[Problem] Select every line below containing the word "valve".

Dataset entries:
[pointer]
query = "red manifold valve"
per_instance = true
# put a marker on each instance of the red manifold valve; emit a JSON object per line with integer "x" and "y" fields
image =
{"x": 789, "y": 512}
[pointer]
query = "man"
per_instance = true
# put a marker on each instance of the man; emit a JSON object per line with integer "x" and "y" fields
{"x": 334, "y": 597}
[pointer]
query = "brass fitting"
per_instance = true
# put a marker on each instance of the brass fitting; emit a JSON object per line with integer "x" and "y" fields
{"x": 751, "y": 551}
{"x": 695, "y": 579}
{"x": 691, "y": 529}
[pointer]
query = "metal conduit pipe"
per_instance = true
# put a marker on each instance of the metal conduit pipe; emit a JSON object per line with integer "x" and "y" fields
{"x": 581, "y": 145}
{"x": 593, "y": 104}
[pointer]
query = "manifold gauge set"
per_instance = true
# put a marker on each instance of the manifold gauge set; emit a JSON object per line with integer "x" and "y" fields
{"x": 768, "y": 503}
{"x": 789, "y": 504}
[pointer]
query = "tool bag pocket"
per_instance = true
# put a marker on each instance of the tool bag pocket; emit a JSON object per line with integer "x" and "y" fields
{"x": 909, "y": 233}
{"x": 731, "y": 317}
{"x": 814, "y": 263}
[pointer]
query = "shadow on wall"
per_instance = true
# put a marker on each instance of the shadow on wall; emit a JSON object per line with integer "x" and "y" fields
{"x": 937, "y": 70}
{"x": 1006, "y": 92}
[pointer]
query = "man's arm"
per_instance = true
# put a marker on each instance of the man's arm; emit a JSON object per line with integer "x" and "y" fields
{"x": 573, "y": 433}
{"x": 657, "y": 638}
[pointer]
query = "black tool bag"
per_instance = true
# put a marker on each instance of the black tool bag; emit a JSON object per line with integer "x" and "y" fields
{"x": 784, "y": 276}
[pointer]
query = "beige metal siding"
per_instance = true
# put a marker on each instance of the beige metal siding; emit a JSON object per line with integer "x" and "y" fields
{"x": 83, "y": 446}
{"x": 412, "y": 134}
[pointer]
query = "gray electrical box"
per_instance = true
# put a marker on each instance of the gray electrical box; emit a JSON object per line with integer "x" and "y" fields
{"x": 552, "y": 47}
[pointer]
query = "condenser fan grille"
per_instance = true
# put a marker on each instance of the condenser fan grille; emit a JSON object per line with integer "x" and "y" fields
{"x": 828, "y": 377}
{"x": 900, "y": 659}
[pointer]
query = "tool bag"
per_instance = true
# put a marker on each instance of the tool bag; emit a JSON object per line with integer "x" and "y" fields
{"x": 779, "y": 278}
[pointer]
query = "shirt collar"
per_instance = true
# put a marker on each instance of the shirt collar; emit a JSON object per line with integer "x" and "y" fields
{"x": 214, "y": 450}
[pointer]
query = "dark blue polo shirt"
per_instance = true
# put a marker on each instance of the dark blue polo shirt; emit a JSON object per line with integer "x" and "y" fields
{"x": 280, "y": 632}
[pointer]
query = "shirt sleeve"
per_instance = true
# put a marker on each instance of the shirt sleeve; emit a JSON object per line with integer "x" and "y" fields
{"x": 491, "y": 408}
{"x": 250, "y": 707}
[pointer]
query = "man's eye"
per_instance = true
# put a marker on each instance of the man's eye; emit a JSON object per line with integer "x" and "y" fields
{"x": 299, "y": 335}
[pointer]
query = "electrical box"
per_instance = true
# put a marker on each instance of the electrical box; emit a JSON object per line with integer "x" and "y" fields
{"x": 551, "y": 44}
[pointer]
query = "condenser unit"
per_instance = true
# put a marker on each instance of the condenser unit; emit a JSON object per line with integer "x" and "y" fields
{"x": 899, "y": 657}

[Solution to the exercise]
query = "red manifold valve"
# put a marker on each instance of the red manifold valve; emit a JSON object per line with integer "x" and "y" fields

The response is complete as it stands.